DATA TO PROCESS ▸
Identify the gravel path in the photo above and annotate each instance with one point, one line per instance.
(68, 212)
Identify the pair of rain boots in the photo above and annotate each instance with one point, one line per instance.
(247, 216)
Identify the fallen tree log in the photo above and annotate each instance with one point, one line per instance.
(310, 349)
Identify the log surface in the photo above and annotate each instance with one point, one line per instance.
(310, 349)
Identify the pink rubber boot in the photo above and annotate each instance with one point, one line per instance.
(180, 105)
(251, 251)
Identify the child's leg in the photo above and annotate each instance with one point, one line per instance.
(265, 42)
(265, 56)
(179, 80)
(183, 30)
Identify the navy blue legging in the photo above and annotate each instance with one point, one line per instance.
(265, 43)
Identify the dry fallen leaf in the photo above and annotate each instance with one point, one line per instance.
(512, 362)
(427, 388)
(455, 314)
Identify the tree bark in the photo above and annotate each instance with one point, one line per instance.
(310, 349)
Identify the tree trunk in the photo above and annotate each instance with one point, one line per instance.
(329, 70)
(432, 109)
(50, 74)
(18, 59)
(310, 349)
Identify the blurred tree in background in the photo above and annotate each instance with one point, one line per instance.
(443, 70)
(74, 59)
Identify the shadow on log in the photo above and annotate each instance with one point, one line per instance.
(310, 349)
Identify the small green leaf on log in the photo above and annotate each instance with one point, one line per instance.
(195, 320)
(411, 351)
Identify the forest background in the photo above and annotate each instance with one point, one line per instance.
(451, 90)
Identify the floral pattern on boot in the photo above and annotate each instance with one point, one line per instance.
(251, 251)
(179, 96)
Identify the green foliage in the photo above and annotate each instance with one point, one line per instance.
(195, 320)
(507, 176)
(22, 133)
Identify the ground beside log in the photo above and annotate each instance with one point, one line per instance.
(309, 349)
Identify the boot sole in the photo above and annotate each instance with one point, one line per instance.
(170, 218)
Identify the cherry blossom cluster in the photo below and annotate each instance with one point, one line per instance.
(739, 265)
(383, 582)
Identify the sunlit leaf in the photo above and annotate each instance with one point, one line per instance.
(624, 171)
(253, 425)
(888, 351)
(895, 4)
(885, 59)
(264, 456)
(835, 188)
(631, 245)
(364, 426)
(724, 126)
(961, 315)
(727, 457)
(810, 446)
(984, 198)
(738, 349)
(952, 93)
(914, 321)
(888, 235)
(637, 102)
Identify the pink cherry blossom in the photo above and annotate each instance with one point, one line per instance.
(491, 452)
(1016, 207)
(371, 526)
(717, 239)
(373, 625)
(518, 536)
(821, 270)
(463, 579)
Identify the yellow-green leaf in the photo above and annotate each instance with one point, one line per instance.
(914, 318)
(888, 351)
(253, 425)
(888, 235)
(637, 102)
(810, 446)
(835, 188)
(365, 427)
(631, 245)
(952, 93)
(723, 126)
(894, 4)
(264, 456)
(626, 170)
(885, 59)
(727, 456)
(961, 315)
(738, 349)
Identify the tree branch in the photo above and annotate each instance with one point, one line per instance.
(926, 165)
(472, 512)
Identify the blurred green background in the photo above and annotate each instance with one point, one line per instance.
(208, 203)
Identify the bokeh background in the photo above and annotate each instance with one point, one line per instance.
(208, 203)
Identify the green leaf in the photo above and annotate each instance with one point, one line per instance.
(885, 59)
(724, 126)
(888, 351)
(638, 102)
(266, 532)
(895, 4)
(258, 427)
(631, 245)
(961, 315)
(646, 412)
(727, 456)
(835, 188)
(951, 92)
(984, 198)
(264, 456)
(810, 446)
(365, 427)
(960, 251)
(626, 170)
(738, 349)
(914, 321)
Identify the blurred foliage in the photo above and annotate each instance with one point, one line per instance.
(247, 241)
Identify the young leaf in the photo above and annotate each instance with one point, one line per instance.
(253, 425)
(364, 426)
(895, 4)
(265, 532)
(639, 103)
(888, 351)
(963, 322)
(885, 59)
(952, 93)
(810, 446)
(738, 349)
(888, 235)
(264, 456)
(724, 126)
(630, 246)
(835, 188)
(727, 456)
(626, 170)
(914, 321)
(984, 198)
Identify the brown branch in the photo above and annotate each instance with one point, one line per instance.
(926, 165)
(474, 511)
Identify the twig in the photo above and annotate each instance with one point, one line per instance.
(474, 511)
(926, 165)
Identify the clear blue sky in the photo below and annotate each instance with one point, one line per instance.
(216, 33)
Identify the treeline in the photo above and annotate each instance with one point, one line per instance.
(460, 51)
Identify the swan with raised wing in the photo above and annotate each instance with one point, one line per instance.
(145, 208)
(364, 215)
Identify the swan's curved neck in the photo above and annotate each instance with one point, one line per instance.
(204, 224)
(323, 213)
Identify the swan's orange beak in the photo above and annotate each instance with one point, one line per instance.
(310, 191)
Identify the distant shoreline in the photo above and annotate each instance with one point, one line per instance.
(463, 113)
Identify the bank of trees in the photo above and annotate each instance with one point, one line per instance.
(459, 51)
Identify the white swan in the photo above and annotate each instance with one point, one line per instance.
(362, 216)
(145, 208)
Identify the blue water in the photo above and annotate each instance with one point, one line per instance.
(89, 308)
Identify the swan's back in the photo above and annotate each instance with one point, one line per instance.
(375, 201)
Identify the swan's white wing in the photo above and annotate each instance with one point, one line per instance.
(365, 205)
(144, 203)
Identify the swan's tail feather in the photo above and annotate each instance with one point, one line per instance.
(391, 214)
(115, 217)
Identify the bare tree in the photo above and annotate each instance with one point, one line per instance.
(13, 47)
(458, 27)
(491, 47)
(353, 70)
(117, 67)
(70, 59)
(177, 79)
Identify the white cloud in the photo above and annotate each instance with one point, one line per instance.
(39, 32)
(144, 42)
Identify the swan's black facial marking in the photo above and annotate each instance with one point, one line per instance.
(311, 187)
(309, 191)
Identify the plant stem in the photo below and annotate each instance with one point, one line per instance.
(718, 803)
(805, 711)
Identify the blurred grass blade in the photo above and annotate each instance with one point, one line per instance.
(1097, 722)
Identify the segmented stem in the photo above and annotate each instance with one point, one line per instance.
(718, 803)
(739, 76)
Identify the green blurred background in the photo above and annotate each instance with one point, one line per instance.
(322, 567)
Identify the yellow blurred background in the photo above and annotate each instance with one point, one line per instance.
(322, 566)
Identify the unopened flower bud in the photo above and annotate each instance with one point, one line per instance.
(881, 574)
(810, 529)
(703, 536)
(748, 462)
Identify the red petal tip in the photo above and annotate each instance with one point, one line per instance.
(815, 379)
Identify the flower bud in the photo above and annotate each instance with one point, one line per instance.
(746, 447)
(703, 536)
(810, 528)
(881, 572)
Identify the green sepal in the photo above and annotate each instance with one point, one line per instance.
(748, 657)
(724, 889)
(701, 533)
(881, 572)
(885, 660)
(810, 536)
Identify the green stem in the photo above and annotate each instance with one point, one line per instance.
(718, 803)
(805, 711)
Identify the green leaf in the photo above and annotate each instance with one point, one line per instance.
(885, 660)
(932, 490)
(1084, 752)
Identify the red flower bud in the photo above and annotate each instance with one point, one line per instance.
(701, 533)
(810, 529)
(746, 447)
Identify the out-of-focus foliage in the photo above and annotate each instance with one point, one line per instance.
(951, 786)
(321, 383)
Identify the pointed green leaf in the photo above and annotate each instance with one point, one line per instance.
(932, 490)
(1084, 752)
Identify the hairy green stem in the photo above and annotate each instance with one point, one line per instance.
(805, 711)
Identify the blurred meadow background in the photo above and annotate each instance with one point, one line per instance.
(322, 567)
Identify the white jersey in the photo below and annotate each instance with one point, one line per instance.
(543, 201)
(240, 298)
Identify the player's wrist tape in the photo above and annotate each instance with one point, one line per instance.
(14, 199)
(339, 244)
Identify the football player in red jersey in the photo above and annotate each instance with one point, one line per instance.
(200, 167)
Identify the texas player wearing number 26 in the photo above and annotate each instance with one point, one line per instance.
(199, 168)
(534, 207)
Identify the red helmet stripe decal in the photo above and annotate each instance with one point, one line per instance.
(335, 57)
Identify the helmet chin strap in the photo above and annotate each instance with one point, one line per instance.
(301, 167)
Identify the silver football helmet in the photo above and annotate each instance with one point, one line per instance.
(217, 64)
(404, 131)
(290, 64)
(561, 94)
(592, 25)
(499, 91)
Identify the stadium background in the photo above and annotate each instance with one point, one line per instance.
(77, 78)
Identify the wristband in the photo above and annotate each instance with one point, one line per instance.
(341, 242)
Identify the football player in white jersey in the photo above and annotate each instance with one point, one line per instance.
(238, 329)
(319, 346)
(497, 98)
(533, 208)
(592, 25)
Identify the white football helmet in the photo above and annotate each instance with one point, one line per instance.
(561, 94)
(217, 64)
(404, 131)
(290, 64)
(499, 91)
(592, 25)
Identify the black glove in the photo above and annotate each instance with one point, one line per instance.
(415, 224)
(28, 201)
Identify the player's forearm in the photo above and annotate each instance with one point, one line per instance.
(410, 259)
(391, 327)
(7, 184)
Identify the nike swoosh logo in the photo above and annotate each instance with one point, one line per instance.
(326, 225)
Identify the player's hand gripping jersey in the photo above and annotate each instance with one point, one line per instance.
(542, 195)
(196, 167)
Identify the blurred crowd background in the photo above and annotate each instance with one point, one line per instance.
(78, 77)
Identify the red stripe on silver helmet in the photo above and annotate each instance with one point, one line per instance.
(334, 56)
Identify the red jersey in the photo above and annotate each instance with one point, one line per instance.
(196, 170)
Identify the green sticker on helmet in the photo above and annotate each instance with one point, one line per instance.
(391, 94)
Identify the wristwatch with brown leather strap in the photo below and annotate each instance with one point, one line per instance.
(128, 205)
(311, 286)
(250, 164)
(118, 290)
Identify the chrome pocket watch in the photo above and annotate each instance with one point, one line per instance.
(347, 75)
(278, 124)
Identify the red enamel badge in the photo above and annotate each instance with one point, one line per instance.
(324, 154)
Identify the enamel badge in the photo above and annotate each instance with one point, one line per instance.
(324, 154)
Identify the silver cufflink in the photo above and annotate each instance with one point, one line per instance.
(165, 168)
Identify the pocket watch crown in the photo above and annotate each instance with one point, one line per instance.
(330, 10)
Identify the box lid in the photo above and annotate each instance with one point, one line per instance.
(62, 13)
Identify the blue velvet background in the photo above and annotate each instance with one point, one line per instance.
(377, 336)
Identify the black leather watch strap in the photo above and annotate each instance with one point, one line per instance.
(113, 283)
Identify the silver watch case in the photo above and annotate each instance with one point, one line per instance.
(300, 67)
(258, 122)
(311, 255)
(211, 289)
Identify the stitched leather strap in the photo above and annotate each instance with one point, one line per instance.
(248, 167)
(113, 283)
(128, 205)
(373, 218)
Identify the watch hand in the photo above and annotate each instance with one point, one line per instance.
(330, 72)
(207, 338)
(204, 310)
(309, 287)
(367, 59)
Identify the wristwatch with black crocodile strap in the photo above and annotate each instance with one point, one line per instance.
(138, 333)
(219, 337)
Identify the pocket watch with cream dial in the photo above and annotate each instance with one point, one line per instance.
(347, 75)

ABOUT THIS TASK ▸
Every line from the one containing "Identify the wristwatch with black" through the final line of the data above is to be restated word for word, and nothing more.

SOLUTION TO THIS TASK ▸
Identify the wristwatch with black crocodile strap in the photo above and annotate each instance with one point, one line per instance.
(138, 333)
(219, 337)
Identify the pocket watch with cream dial in the photo above and annotate each instance with one point, one line per instance.
(347, 75)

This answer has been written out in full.